[begin MATERIAL FOR THIS EXERCISE]

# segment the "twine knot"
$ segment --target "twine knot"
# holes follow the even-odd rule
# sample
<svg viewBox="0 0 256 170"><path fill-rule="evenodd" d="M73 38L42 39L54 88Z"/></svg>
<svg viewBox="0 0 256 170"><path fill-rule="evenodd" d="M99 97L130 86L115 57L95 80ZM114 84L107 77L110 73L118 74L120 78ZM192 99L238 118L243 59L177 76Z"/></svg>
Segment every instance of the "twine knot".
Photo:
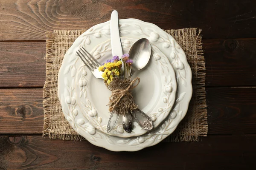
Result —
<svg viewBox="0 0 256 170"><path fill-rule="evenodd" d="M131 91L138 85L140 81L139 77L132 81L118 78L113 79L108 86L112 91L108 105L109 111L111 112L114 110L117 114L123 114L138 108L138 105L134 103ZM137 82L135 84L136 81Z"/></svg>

[end MATERIAL FOR THIS EXERCISE]
[begin MATERIAL FOR THIS EXERCISE]

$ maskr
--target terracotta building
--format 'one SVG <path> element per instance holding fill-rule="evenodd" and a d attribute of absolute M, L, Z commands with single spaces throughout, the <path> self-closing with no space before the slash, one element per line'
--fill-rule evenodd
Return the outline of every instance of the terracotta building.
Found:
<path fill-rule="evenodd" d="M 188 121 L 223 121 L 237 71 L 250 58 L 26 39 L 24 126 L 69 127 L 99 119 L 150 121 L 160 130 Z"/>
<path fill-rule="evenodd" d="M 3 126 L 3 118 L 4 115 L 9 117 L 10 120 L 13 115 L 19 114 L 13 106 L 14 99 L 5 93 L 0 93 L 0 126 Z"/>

[end MATERIAL FOR THIS EXERCISE]

TASK INSTRUCTIONS: How many lines in the items above contain the word "instance"? Case matters. Reply with only the number.

RESULT BELOW: 3